INFORMATION PROVIDED |
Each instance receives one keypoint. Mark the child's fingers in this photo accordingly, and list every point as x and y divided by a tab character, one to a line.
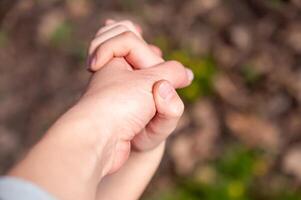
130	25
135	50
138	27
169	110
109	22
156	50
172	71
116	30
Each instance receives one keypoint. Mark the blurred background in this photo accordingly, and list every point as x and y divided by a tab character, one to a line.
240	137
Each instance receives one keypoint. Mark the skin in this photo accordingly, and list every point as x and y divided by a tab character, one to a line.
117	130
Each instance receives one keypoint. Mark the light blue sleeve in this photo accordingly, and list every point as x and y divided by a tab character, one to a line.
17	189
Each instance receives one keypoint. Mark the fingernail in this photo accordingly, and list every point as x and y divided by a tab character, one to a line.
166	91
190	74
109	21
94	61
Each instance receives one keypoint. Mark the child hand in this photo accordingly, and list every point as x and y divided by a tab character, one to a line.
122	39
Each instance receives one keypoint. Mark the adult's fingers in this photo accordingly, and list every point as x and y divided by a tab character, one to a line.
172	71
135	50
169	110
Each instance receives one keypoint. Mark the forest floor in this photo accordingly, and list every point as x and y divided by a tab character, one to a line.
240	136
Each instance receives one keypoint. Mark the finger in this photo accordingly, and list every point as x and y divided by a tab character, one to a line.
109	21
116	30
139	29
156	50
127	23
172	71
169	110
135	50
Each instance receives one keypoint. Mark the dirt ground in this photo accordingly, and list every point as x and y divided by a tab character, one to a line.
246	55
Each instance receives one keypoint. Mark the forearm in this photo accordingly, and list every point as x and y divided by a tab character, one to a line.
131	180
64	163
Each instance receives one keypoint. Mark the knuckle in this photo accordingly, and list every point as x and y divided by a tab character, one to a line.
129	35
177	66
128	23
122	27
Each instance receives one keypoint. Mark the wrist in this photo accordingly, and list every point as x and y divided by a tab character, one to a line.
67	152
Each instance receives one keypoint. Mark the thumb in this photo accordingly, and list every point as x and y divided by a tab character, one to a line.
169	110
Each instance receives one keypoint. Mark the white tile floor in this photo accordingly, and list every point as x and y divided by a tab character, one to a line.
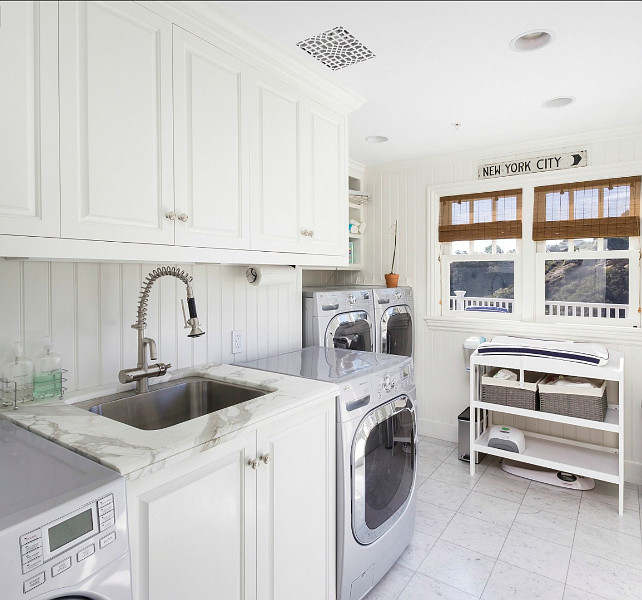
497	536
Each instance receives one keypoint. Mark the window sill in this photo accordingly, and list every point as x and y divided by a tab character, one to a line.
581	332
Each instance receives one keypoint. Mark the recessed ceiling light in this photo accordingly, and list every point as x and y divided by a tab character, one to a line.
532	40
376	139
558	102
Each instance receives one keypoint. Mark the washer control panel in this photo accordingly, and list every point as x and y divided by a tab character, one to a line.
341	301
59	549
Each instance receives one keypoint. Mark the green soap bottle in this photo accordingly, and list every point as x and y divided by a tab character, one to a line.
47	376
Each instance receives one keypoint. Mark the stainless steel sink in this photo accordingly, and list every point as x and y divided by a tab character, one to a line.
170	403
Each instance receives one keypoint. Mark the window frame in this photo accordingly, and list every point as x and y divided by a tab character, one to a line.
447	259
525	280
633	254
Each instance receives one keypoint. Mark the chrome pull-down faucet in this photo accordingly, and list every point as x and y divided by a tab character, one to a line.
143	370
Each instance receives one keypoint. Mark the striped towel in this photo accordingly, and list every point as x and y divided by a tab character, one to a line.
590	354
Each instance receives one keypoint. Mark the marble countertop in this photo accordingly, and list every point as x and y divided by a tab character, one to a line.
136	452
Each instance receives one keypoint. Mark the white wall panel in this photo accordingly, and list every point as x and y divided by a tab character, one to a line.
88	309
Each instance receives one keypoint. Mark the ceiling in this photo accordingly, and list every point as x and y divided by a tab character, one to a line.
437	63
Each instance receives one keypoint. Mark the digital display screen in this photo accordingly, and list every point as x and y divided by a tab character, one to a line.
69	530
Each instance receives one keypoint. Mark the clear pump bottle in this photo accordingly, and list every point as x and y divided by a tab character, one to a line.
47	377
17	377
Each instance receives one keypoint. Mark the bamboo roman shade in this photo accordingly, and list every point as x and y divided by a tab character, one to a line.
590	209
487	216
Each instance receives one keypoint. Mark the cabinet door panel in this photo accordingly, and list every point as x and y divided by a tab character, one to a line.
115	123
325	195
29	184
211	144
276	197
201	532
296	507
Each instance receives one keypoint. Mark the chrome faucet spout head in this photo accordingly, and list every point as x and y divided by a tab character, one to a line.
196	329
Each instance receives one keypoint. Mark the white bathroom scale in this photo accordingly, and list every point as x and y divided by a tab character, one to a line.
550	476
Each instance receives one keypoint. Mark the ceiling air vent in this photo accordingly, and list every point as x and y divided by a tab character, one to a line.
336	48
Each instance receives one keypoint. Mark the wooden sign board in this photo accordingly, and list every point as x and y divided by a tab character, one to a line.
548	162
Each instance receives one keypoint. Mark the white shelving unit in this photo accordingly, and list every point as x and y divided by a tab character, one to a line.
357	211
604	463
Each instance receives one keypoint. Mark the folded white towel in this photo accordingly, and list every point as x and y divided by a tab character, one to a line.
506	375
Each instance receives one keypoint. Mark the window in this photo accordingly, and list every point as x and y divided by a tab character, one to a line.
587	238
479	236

REQUIRED WORK | What's needed is an exact copy of every entry, free of pictures.

TASK RESULT |
Each instance receives one keypoint. Mark the child's fingers in this photo accordingly, and list every point as x and y divided by a tab character, one to a line.
130	25
135	50
138	27
169	110
109	22
156	50
172	71
116	30
Each instance receives one keypoint. Mark the blurred background in this photo accordingly, and list every point as x and y divided by a tab character, one to a line.
240	137
Each instance receives one keypoint. Mark the skin in this photo accordingly, and list every point as x and y divided by a tab character, one to a line.
117	130
Each instance receives one keypoint. Mark the light blue sleeve in this photo accordingly, and list every point as x and y divided by a tab character, one to a line.
17	189
Each instance receives one keypoint. Mark the fingernail in this photo accordingly, and list every point as x and y divided by a tab character, one to a line.
166	91
190	74
109	21
94	61
Each instance receives one keypoint. Mark the child hand in this photo accordingly, and list every point as x and y divided by a tab character, one to a line.
122	39
Each instance receives one keypoint. Mark the adult's fingers in this photo accordingly, and list every point as x and y divided by a tab character, one to a line.
172	71
135	50
169	110
Each instance receives one keypoint. Mark the forest floor in this photo accordingly, and list every point as x and y divided by a tab character, one to a line.
240	136
Each instance receives one keypoint. Mark the finger in this photo accordingly, and list every point as x and y divided by a tab character, one to a line.
109	21
116	30
139	29
156	50
127	23
172	71
169	110
135	50
Each instance receives one keypoint. Mark the dirt ground in this photo accordingly, and list every point as x and y divided by a tab character, one to a line.
246	55
Each instance receives one keypoint. Mark the forearm in this photo accordingly, and list every point as x and y divided by a tab character, one to a line.
131	180
64	163
Each instance receives one keypoint. Mark the knuckle in this photo accordingly, and list every point as x and y divided by a tab character, one to a line.
129	35
177	66
128	23
122	27
Each instance receives one keypoint. Mark the wrist in this photo accordingly, and list every point as x and y divided by a tab character, one to a line.
67	152
Each instance receives one keypoint. Mark the thumb in this photo accordingly, and list every point as x and y divided by a tab character, one to a line.
169	110
Each instance receives one keypoint. Mark the white tile floor in this photo accordingly, and list every point as x and y divided by a tab character, one to a line.
497	536
Each instance receives one keypoint. Mark the window sill in this photo accordingly, and list every point as x and y divided by a tab character, one to a line.
581	332
Each instance receives one keypoint. Mark the recessed ceiling light in this photo accordingly, and list every point as x and y divided by a tab character, one to a line.
532	40
376	139
558	102
Each instance receives one keypoint. Mark the washer control panel in this photo accordingly, and list every point as x and y divided by a tab character, one to a line.
341	301
59	549
Each instance receives one keypoint. Mark the green soap bottle in this photo accordingly, and list every point as x and y divided by a tab character, one to a line.
47	376
Each instance receives one keypoint. Mark the stainless steel sink in this photo accordingly, and list every point as x and y divided by a tab character, one to a line.
170	403
Each instance receives one keypoint. Mark the window frame in this photo accordingly, and list every point as x and y divided by a tab character, one to a line.
447	259
525	280
633	254
Each instance receives one keypoint. Mark the chrome pull-down faucet in this photo accordingly, and list every point as x and y divided by a tab character, one to a line.
143	370
Each instance receives one keypoint. Mark the striped towel in this photo accordingly, and list every point as x and y divided by a tab character, one to a line.
590	354
Each instance receives one keypoint. Mark the marble countertop in this photo accordingly, and list every point as x and y divided by a tab character, one to a line.
136	452
Each instance receives one keypoint. Mark the white wall panel in this photo accordingly, and list every point as x and y divided by a tab character, one to a line.
88	309
Each instance receives one keypoint. Mark the ceiling in this photo accordingly, and list every point as x and y divided by a tab character, one to a line.
437	63
Each instance receives one keypoint. Mark the digital display screen in this photo accordingly, and list every point as x and y divided by a tab character, one to a line.
69	530
Each instance receives one keypoint. Mark the clear pump bottle in this photo accordingly, and list every point as x and y divided by a tab character, one to a line.
47	377
17	377
Each instance receives one keypoint. Mark the bamboo roman shade in this photo accordingly, and list every point as x and y divided by a tab character, one to a line.
590	209
487	216
Each instance receives one keypoint. Mark the cabinet door panel in this photo accordingly, and list every point as x and y divided by a tab character, one to a line.
115	123
325	195
29	184
211	144
276	197
201	532
296	507
Each instance receives one keypoint. Mark the chrome faucet spout head in this photo accordingly, and list every point as x and y divided by a tab character, one to a line.
196	329
Each instance receives one keypoint. Mark the white bathroom scale in this photo accordingly, and list every point as x and y divided by a tab character, one to a line.
550	476
Each instance receives one keypoint. Mark the ceiling air vent in this photo accordingly, and list every point as x and y divided by a tab character, one to a line.
336	48
Each instance receives one keypoint. Mark the wooden sign board in this photo accordingly, and list every point as x and y divided by a tab character, one to a line.
548	162
Each instance receives one keypoint. Mark the white shelving unit in this photo accordingly, and list every point as x and y divided by a tab character, one to a line.
357	211
604	463
Each instance receives one keypoint. Mark the folded white towel in this photo accordingly, and list every point as x and y divided by a tab character, one to a line.
506	375
Each instance receives one keypoint. Mark the window in this photo accordingly, and list every point as x and y divided by a tab character, one to a line.
587	238
479	236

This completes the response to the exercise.